**PROBLEM TO SOLVE**
Every line with the string "clicks" must be copied from the entries below.

**Saved entries**
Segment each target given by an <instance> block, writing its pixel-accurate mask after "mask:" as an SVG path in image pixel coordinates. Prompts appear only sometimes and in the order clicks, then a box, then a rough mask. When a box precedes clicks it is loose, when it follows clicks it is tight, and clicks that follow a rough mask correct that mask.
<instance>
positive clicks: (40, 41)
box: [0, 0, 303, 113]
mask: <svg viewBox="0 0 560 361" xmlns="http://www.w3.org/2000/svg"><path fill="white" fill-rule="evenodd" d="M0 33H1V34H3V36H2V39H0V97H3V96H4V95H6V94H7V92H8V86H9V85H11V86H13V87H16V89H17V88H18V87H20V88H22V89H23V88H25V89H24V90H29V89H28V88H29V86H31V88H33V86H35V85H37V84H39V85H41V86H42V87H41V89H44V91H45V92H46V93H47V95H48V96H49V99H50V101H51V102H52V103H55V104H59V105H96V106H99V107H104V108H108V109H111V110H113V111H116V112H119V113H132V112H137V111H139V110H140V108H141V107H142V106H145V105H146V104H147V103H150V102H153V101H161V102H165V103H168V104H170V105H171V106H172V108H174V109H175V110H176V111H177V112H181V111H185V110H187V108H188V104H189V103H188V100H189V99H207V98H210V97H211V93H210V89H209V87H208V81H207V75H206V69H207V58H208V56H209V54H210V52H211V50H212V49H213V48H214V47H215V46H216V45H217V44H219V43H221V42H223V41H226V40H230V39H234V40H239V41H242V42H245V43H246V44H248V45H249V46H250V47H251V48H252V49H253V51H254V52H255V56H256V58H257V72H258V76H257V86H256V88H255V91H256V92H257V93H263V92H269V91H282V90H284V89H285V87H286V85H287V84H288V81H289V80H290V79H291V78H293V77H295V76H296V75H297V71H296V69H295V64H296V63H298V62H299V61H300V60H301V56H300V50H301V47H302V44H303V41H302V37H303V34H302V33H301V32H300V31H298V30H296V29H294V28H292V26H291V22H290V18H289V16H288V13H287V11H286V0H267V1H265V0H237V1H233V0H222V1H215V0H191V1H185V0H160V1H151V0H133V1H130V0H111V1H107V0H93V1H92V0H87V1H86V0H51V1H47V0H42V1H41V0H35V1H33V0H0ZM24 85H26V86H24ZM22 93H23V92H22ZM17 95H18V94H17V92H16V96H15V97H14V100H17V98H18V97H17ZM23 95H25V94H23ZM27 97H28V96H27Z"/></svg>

**ANSWER BOX**
Segment each target given by an <instance> block, writing its pixel-accurate mask after "mask:" as an SVG path in image pixel coordinates. Prompts appear only sometimes and in the order clicks, then a box, then a rough mask. When a box precedes clicks it is loose, when it follows clicks it is tight, and clicks that follow a rough mask correct that mask.
positive clicks: (40, 41)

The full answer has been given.